Task brief
Update the rows below that start at the line containing "[locate] the lamp post" and run through the final row by changing "lamp post" to "street light", keeping everything else as it is. Return only those lines.

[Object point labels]
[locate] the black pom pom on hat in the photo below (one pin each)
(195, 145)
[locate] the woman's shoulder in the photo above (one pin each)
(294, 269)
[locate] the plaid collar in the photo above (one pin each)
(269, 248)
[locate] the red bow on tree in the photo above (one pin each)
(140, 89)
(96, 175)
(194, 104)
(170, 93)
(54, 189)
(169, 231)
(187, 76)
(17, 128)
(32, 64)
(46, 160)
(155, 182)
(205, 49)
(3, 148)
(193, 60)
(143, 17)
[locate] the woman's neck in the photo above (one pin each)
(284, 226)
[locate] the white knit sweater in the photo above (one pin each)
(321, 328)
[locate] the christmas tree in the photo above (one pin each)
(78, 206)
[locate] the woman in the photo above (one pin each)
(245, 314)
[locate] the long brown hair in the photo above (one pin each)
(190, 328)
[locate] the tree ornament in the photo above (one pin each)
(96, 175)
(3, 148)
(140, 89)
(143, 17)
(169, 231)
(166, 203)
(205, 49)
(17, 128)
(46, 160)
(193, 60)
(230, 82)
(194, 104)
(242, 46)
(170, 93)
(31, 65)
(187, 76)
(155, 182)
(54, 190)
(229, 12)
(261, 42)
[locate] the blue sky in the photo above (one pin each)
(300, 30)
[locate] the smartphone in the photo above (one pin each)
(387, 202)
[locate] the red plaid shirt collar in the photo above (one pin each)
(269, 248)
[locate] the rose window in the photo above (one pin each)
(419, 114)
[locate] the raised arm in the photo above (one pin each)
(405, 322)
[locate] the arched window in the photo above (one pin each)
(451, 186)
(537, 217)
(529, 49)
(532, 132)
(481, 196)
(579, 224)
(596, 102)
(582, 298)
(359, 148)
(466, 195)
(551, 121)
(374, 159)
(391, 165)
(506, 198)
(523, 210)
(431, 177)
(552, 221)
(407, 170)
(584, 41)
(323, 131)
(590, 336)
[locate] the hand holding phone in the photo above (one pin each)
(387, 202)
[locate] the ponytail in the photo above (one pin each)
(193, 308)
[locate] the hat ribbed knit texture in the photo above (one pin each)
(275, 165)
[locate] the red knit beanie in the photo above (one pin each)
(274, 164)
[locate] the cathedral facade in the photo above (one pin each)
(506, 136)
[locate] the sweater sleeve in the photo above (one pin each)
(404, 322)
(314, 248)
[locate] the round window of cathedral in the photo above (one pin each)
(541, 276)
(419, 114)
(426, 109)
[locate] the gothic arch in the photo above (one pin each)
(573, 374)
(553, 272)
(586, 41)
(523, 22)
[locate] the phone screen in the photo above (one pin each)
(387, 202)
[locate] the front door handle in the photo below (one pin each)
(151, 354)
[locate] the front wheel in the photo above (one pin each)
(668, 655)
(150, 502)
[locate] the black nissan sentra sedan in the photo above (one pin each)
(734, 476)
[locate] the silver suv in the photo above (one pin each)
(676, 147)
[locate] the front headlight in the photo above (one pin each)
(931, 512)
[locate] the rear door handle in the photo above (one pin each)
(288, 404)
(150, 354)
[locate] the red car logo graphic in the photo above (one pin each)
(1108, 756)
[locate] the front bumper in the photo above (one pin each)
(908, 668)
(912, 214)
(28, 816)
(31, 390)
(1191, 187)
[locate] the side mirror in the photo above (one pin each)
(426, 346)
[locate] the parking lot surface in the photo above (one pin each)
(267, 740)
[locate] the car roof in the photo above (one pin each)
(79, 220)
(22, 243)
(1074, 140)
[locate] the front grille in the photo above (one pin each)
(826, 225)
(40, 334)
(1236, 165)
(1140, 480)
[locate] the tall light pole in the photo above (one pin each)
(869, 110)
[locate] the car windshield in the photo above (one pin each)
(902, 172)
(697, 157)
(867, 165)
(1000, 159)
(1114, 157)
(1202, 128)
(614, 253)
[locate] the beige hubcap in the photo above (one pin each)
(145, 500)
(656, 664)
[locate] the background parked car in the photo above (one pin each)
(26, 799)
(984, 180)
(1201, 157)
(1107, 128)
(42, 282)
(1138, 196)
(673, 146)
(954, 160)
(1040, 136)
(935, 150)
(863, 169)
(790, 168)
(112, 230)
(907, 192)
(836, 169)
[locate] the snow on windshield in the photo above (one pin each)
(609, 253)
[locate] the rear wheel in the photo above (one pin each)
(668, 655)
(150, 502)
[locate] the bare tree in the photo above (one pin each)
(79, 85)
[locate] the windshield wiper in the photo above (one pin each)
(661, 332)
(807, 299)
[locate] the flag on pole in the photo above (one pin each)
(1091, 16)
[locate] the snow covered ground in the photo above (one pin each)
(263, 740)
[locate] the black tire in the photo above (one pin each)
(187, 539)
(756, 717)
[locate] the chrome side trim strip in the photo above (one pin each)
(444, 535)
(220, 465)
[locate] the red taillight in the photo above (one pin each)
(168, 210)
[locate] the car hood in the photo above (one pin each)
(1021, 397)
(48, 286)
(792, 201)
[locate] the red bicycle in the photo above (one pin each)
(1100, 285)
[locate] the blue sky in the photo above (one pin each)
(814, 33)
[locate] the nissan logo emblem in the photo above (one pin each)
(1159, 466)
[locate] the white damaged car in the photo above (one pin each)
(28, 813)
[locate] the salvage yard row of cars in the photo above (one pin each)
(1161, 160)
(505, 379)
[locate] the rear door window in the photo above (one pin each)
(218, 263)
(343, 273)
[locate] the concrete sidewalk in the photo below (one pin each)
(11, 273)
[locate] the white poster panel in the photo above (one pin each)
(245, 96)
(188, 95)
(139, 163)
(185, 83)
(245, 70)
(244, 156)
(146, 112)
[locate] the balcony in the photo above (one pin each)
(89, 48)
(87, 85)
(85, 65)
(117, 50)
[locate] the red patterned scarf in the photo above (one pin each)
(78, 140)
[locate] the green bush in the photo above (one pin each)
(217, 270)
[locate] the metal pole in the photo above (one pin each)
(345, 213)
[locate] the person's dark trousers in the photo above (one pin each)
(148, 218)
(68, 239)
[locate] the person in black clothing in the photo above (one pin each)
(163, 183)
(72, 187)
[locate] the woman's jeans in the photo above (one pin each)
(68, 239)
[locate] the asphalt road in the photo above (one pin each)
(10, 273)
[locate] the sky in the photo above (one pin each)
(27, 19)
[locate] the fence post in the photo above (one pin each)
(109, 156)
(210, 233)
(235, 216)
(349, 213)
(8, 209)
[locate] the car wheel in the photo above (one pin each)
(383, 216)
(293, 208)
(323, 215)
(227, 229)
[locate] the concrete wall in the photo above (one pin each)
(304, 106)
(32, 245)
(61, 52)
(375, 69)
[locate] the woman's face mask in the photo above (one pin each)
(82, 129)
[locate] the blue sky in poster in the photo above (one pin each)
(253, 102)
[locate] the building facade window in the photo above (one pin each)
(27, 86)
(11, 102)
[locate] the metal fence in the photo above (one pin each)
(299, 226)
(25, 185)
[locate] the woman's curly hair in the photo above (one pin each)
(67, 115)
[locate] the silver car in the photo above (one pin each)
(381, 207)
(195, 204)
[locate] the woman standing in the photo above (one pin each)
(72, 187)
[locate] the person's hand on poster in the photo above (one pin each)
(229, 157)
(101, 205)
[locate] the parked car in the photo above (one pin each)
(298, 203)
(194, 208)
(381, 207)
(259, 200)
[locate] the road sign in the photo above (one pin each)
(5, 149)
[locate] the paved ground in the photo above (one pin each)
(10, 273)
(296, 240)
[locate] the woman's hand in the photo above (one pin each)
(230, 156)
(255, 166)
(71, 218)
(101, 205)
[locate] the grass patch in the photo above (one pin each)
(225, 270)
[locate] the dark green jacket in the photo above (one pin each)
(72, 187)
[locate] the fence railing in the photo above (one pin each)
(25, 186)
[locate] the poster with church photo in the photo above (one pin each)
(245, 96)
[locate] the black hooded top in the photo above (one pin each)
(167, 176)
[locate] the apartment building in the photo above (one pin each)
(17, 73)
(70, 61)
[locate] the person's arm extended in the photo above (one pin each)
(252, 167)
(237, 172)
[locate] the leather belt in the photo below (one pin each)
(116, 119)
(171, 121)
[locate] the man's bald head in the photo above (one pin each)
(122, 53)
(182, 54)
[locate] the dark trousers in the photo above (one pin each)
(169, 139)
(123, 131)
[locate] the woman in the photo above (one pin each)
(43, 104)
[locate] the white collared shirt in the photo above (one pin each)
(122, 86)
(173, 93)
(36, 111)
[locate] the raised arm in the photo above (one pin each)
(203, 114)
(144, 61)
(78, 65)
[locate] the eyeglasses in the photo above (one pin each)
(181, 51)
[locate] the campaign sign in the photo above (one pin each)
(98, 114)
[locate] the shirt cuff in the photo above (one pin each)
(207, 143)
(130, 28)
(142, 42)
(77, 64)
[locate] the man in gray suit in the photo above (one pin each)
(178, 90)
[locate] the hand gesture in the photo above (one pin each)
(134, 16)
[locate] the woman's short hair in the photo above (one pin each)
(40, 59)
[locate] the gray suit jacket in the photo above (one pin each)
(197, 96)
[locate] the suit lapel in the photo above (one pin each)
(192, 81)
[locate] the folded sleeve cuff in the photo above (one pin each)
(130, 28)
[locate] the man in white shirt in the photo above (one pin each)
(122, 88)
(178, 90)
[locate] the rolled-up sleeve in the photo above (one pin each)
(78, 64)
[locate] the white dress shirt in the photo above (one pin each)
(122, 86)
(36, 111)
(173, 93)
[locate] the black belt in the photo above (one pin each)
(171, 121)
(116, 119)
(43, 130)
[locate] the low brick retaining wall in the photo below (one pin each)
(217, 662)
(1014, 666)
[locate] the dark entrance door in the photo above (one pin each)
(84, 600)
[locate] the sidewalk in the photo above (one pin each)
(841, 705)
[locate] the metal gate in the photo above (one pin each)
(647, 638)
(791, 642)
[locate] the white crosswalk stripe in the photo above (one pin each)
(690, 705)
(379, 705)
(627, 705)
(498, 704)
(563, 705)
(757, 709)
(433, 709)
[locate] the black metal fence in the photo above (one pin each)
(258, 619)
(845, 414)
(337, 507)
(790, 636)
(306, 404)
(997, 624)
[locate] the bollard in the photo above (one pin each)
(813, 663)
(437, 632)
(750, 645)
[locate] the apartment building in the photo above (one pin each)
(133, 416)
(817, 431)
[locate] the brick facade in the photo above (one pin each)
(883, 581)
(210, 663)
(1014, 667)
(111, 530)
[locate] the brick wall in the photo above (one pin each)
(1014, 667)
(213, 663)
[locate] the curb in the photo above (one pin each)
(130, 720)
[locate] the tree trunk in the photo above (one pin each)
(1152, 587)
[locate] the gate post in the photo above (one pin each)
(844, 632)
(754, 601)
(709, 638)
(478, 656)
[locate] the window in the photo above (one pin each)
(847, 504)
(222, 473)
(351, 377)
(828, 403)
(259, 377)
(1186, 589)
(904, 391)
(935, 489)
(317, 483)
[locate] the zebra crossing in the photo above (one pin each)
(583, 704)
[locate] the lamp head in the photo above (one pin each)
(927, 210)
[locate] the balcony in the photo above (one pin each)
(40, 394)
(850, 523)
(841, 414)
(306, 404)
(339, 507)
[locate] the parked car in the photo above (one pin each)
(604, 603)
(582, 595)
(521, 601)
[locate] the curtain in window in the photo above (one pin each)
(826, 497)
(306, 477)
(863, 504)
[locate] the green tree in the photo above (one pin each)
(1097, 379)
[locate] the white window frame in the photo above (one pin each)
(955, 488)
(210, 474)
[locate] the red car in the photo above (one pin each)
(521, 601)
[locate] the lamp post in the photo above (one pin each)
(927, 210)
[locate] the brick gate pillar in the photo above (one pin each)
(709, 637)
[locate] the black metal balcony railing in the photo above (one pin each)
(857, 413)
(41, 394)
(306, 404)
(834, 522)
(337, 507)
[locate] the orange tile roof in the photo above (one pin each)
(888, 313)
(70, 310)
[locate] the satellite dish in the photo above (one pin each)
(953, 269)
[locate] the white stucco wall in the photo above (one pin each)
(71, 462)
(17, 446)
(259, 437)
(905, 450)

Reply
[locate] the street light in the photo above (one pin each)
(927, 210)
[locate] the brick gate pillar in the photo above (one pin each)
(709, 637)
[locate] the black metal balcony railing in the photo above (one pin each)
(857, 413)
(41, 394)
(306, 404)
(834, 522)
(337, 507)
[locate] the orange tile roof in the photo above (one pin each)
(888, 313)
(70, 310)
[locate] the satellite dish in the photo above (one pin each)
(953, 269)
[locate] the white stucco wall in the photo above (one pin each)
(71, 462)
(17, 446)
(259, 437)
(905, 450)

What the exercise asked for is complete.